**SHORT TASK:** Reproduce the listing below word for word, from start to finish, but leave out the pictures.

**RECORDS FOR PROCESSING:**
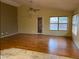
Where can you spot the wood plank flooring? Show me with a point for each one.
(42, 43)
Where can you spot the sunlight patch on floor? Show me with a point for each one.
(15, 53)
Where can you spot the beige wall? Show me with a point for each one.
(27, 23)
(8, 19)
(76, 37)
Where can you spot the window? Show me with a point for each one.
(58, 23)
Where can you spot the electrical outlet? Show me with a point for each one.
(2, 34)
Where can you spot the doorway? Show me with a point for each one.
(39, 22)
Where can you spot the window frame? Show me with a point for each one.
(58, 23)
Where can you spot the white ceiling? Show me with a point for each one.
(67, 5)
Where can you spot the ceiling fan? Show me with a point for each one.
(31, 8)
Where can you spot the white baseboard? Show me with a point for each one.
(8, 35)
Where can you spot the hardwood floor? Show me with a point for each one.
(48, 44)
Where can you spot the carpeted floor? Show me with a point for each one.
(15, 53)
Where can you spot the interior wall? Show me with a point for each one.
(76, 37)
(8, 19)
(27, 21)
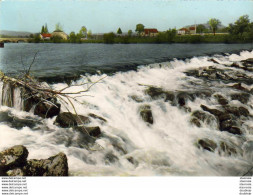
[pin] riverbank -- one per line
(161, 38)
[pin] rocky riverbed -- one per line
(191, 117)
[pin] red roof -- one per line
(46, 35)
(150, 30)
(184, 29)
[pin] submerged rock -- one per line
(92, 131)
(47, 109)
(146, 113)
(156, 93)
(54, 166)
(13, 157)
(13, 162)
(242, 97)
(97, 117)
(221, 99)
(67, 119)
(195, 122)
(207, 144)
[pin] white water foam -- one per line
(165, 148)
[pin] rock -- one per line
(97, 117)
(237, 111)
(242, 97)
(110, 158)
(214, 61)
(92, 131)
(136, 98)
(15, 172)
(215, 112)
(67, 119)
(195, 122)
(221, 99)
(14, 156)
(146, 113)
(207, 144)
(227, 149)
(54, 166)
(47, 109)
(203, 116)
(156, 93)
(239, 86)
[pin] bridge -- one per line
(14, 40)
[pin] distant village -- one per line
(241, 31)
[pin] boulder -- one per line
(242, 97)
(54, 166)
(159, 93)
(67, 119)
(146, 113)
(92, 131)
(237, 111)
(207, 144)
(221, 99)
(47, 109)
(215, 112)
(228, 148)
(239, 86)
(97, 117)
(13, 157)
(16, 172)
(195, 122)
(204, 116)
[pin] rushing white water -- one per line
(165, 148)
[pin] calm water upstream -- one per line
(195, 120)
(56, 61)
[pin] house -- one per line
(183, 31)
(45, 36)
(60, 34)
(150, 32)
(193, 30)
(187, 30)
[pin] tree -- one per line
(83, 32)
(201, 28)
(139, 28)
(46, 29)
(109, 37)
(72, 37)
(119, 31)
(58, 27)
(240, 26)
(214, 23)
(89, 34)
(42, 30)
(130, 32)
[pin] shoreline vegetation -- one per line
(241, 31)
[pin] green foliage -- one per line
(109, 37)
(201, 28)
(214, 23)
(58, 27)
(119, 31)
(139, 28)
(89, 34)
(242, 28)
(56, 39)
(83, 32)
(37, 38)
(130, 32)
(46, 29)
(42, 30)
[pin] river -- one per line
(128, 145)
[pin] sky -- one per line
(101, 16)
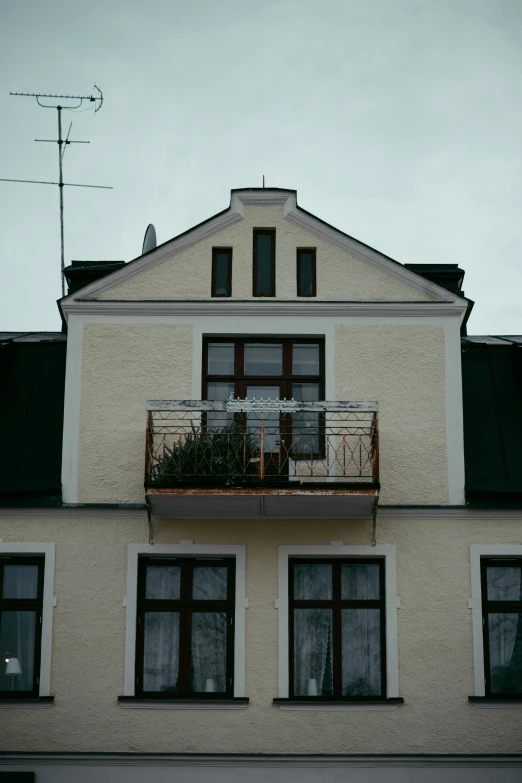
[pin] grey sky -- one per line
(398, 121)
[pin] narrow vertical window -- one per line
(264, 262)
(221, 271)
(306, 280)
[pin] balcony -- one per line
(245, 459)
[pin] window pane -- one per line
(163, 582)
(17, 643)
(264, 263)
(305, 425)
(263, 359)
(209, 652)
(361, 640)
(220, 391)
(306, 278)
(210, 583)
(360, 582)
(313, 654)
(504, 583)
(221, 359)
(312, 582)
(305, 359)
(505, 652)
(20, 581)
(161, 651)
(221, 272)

**WRITTEN RESPONSE:**
Where can you spot the wood plank flooring? Show me with a point for each one.
(42, 43)
Where can you spot the sunlight patch on floor? Show me with a point for each one.
(15, 53)
Where can you spot the beige wall? Show me with a point for each one.
(27, 23)
(8, 19)
(76, 37)
Where can you spot the window? Show me with a point for each one.
(58, 23)
Where can you spot the electrical outlet? Show me with a point for each one.
(2, 34)
Where can you spot the doorway? Show me with a point for each one.
(39, 22)
Where can you spot the window frame? Show me with a point for each one.
(58, 23)
Where can you spot the white ceiling? Show me with a point for each one.
(67, 5)
Where can you spot the ceiling fan? Show me with a point for each one.
(31, 8)
Where can you spot the white baseboard? Show me with a point for each one.
(8, 35)
Where can you spot the hardwood floor? Show me with a point for each one.
(48, 44)
Where can you spot the carpeted floor? Show me with a point for each one.
(15, 53)
Where can you spot the interior wall? Show me with a point for each one.
(76, 37)
(8, 19)
(27, 21)
[pin] riverbank -- one per line
(161, 38)
[pin] rocky riverbed -- one per line
(191, 117)
[pin] red roof -- one per line
(46, 35)
(150, 30)
(184, 29)
[pin] submerged rock -- one per line
(92, 131)
(47, 109)
(146, 113)
(156, 93)
(54, 166)
(13, 157)
(13, 162)
(242, 97)
(97, 117)
(221, 99)
(67, 119)
(195, 122)
(207, 144)
[pin] white water foam -- one per line
(165, 148)
[pin] rock -- one per line
(97, 117)
(237, 111)
(242, 97)
(110, 158)
(214, 61)
(92, 131)
(136, 98)
(15, 172)
(215, 112)
(67, 119)
(195, 122)
(221, 99)
(14, 156)
(146, 113)
(207, 144)
(227, 149)
(54, 166)
(47, 109)
(203, 116)
(156, 93)
(239, 86)
[pin] bridge -- one per line
(14, 40)
[pin] distant village -- one per line
(241, 31)
[pin] boulder -- one per line
(242, 97)
(54, 166)
(159, 93)
(67, 119)
(146, 113)
(92, 131)
(237, 111)
(207, 144)
(221, 99)
(47, 109)
(215, 112)
(228, 148)
(239, 86)
(97, 117)
(13, 157)
(16, 172)
(195, 122)
(204, 116)
[pin] rushing white water -- one per line
(165, 148)
[pin] calm water upstream -- one per line
(195, 120)
(56, 61)
[pin] house -- one per line
(183, 31)
(45, 36)
(60, 34)
(150, 32)
(193, 30)
(187, 30)
[pin] tree -- one per line
(83, 32)
(201, 28)
(139, 28)
(46, 29)
(109, 37)
(72, 37)
(119, 31)
(58, 27)
(240, 26)
(214, 23)
(89, 34)
(42, 30)
(130, 32)
[pin] shoreline vegetation -- one per line
(241, 31)
[pin] green foliage -- one per line
(109, 37)
(201, 28)
(214, 23)
(58, 27)
(119, 31)
(139, 28)
(89, 34)
(242, 28)
(56, 39)
(83, 32)
(37, 38)
(130, 32)
(46, 29)
(42, 30)
[pin] river -- one per line
(128, 145)
[pin] sky -- one per line
(101, 16)
[pin] grey sky -- one per line
(398, 121)
[pin] narrow vertical window -- one per line
(264, 262)
(221, 271)
(306, 280)
[pin] balcony -- one per line
(245, 459)
[pin] window pane -- one per line
(163, 582)
(17, 643)
(264, 263)
(305, 425)
(263, 359)
(209, 652)
(361, 640)
(220, 391)
(306, 278)
(210, 583)
(360, 582)
(313, 654)
(504, 583)
(221, 359)
(312, 582)
(305, 359)
(505, 652)
(20, 581)
(161, 651)
(221, 272)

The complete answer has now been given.